===== DOCUMENT SEGMENT =====

This might give us a global view of what happens in that recurrence relation (which I believe is unhelpful for a general closed-form).

(By the way, the formula of $$\mathbb E(\|G\|_2)$$ given by @YuriNegometyanov can be easily found using $$\chi^2$$-distribution.)

A little simplification (see here). $$J(a,3) = \frac{12}{\pi}\frac1{a\sqrt{a+1}}\left(\arctan\sqrt{\frac{a+3}{a+1}}-\frac\pi4\right).$$

$$\color{brown}{\textbf{The task statement.}}$$

By the symmetry, such integrals can be calculated via integrals over the hyper-octant, i.e. in the forms of $$M_n = E\big(\|G\|_2\big) = \left(\dfrac2\pi\right)^{\large\frac n2} \int\limits_0^\infty\int\limits_0^\infty\dots\int\limits_0^\infty\int\limits_0^\infty r\, e^{^{\large-\frac12r^2}}\,\text dx_1\,\text dx_2\dots\text dx_{n-1}\text dx_n,\tag1$$

$$I_n = E\big(\|G\|_\infty\big) = \left(\dfrac2\pi\right)^{\large\frac n2} \int\limits_0^\infty\int\limits_0^\infty\dots\int\limits_0^\infty\int\limits_0^\infty \max\limits_{j=1\dots n}\{x_j\}\, e^{^{\large-\frac12r^2}}\,\text dx_1\,\text dx_2\dots\text dx_{n-1}\text dx_n,$$

$$I_n = n!\left(\dfrac2\pi\right)^{\large\frac n2} \int\limits_0^\infty\int\limits_0^\infty\dots\int\limits_0^\infty\int\limits_0^\infty \prod\limits_{j=2\dots n}h(x_{j-1}-x_j) x_1\, e^{^{\large-\frac12r^2}}\,\text dx_1\,\text dx_2\dots\text dx_{n-1}\text dx_n,\tag{2}$$ where $$\;h(t)\;$$ is the Heaviside transition function.

===== EXTRACTED MATERIAL =====

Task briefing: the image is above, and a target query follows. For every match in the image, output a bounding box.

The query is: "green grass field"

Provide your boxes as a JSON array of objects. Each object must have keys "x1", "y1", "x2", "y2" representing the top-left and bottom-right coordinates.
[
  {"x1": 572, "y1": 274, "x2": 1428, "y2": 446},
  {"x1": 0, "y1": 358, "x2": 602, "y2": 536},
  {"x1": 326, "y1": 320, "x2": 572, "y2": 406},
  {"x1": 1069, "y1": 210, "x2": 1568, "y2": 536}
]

=====

Reproduce the stretch of the excerpt on expected norms of a Gaussian vector from "This might give" through "found using $$\chi^2$$-distribution.)".

This might give us a global view of what happens in that recurrence relation (which I believe is unhelpful for a general closed-form).

(By the way, the formula of $$\mathbb E(\|G\|_2)$$ given by @YuriNegometyanov can be easily found using $$\chi^2$$-distribution.)